*PASSAGE PROVIDED:*
# Leif Segerstam



## emiellucifuge (May 26, 2009)

Well id Never heard of him, but his image is impressive










Not only is he meant to be a great conductor he has a world record amount of symphonies composed:

230 Symphonies (as of August 2009) 
30 String quartets 
13 Violin concertos 
8 Cello concertos 
4 Viola concertos 
4 Piano concertos


----------



## World Violist (May 31, 2007)

He is Santa Claus. I've seen it proven on the internet somewhere 

This man is impressive. Great Sibelius cycles, as well as some controversial Mahler, recordings of his own music (of course not all of it; he'd have to record something new every day), etc.

Overall a very interesting character.


----------



## Aramis (Mar 1, 2009)




----------



## Mirror Image (Apr 20, 2009)

He's an excellent conductor as WV has said. His Sibelius recordings are outstanding. I also enjoyed a recording he did of Langgaard's "Symphony No. 1."


----------



## emiellucifuge (May 26, 2009)

I realise now also that I have a few recording by him, just never attributed the name to the face 

Blomdahl Symphonies 1-3 with Swedish Radio Symphony
Reger Mozart Variation with Norrkoping Symphony
Pettersson Symphony No.8 with Norrkoping
Serocki, Sandstrom and Bloch Trumpet Concertos with Swedish Radio Symphony and Christian Lindberg


----------



## Mirror Image (Apr 20, 2009)

*EXCERPTED RECORDS:*
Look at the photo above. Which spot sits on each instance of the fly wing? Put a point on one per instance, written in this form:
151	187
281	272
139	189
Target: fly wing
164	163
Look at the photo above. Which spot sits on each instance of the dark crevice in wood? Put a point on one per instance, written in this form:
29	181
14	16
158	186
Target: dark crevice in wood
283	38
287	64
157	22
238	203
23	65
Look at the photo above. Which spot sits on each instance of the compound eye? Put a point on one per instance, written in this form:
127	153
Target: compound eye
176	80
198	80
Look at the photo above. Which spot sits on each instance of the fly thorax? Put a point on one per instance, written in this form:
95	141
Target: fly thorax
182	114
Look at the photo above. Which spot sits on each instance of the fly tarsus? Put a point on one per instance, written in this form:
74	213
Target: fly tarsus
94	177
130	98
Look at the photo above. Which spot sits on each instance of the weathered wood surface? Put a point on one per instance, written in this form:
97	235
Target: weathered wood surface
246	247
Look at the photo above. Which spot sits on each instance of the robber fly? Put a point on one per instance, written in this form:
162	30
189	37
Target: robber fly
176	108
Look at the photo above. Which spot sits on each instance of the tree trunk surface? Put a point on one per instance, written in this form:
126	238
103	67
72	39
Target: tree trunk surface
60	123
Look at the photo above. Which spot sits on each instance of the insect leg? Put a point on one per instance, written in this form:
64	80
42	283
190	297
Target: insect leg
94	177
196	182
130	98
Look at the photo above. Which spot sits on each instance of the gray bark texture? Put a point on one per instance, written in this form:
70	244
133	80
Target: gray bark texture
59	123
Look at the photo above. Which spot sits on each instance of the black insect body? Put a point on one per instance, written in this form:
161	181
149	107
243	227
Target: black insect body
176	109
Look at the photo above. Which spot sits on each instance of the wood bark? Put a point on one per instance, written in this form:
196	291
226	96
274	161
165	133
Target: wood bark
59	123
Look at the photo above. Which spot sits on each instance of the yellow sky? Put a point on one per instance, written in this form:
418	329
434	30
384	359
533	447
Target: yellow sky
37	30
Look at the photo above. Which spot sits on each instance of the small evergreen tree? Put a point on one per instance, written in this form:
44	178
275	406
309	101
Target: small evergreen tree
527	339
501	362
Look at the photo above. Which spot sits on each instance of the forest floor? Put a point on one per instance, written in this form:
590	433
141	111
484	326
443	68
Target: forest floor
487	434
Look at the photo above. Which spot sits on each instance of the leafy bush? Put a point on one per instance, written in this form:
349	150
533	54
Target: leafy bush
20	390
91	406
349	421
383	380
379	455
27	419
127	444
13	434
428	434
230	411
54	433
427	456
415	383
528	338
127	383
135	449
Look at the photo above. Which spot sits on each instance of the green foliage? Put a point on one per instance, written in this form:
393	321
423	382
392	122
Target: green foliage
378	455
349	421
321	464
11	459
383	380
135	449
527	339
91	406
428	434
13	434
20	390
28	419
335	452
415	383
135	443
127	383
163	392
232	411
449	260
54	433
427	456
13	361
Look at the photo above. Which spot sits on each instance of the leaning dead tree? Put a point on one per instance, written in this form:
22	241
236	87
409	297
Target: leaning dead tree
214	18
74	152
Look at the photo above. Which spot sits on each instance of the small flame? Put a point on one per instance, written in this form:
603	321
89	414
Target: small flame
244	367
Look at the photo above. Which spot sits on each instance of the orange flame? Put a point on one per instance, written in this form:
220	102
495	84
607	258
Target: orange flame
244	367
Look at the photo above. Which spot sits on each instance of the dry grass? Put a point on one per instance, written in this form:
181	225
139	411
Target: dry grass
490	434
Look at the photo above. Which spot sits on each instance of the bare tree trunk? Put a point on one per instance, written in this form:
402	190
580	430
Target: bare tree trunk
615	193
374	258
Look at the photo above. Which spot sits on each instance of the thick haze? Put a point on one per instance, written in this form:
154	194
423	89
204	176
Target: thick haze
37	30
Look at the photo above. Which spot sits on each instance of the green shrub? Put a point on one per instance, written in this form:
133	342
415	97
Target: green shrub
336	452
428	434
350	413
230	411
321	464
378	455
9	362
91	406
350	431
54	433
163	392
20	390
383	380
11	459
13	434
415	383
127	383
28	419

*WHAT YOU NEED TO DO:*
Answer these questions about the forum thread on Leif Segerstam:
1. How many string quartets does the list of his works give?
2. Whose symphony cycles does World Violist call great?
3. Which orchestra is named with the Pettersson Symphony No.8 recording?

*PROBLEM SOLUTION:*
1. 30
2. Sibelius
3. Norrkoping